Supplied passage below:
I want participants to recognize the effect street harassment has on those forced to endure it daily, with hopes that experiencing a small portion of it will encourage them to listen in future, not disbelieve others’ experiences, abandon the dismissive notion that street harassment is a compliment, and support efforts to change the systemic patriarchal paradigms that support street harassment.
What tips do you have for young artists who are thinking about creating for VR?
For those looking to create work for VR platforms, like the Rift or Google Cardboard, I would suggest letting the topic choose the form. Rather than starting out wanting to make VR, find something in the world you want to process or reflect on through your work, and if VR suits it, use it.
I found that virtual reality has much to offer, but also has some ethical pitfalls to be aware of. There is a troubling trend of using “empathy” for self-aggrandizement, and an easy tendency to need “proof” of another’s experience before believing it. This can quickly derail conversations about the issues facing our world. In an effort to show others’ experiences, virtual reality can sometimes aid in what Leslie Jamison, in her book Empathy Exams, calls “pain tourism.” As she describes, “This is the grand fiction of tourism, that bringing our bodies somewhere draws that place closer to us, or we to it. It’s a quick fix of empathy.” Our work should challenge people’s assumptions regarding the need for our own eyes to witness in order to empathize, and validate the experiences of others, seen for ourselves or not, and I think it’s important to keep this in mind when designing and creating virtual reality work.
End of Supplied passage.
Supplied entries below:
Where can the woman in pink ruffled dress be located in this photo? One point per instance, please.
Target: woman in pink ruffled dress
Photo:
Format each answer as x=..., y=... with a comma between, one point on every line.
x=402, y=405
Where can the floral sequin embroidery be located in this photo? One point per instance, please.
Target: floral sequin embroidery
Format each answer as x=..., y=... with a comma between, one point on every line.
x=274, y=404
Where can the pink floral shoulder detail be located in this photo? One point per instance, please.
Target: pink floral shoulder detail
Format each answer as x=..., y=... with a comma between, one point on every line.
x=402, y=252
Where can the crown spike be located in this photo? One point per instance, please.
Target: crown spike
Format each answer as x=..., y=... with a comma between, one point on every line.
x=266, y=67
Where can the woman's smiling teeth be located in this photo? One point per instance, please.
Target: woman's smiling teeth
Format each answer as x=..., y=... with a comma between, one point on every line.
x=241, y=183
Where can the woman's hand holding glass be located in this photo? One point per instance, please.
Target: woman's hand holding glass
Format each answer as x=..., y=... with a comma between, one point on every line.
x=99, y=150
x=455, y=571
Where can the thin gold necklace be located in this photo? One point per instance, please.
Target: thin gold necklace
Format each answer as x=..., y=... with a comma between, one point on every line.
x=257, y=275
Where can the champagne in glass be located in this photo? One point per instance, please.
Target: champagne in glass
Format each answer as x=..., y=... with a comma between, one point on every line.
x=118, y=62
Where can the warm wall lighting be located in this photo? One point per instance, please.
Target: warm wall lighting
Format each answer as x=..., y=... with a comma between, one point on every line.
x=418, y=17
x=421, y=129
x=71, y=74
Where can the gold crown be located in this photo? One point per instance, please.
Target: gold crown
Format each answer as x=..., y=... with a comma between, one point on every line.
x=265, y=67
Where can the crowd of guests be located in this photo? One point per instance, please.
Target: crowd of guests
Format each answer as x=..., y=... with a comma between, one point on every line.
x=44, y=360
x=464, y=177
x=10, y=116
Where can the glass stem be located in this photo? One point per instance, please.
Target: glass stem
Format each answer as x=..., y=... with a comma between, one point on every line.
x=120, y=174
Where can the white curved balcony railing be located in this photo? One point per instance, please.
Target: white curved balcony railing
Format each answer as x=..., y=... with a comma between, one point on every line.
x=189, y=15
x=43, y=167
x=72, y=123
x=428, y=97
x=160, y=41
End of Supplied entries.
Supplied entries below:
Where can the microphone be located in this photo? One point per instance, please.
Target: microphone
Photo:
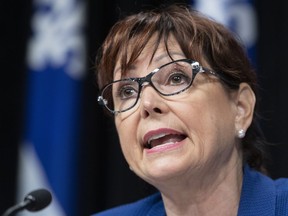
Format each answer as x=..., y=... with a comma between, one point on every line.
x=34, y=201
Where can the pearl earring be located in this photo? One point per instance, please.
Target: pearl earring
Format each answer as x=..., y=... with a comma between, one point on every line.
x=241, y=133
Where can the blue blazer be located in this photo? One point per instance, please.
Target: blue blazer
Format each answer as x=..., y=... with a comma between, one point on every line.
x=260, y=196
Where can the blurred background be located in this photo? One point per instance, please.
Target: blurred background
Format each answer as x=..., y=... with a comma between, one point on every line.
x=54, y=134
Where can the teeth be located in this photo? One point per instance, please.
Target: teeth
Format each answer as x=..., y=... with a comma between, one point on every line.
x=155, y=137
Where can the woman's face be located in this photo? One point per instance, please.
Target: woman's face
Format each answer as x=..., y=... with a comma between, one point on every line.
End of Supplied entries.
Supplied entries below:
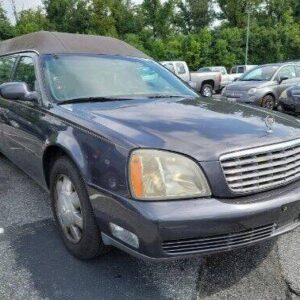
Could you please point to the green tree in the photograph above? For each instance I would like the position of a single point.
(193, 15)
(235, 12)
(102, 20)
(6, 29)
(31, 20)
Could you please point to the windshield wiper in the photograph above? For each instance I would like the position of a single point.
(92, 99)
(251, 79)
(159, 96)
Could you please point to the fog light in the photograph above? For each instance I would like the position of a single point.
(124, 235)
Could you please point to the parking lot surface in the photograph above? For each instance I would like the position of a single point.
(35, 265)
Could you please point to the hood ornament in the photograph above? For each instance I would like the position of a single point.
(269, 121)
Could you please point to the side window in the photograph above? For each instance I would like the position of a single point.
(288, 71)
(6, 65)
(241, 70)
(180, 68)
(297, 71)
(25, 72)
End of Supplied entries.
## Exercise
Print the stretch of the virtual reality interview from "I want participants" through "creating for VR?". The records have no connection to the text.

## Solution for this problem
I want participants to recognize the effect street harassment has on those forced to endure it daily, with hopes that experiencing a small portion of it will encourage them to listen in future, not disbelieve others’ experiences, abandon the dismissive notion that street harassment is a compliment, and support efforts to change the systemic patriarchal paradigms that support street harassment.
What tips do you have for young artists who are thinking about creating for VR?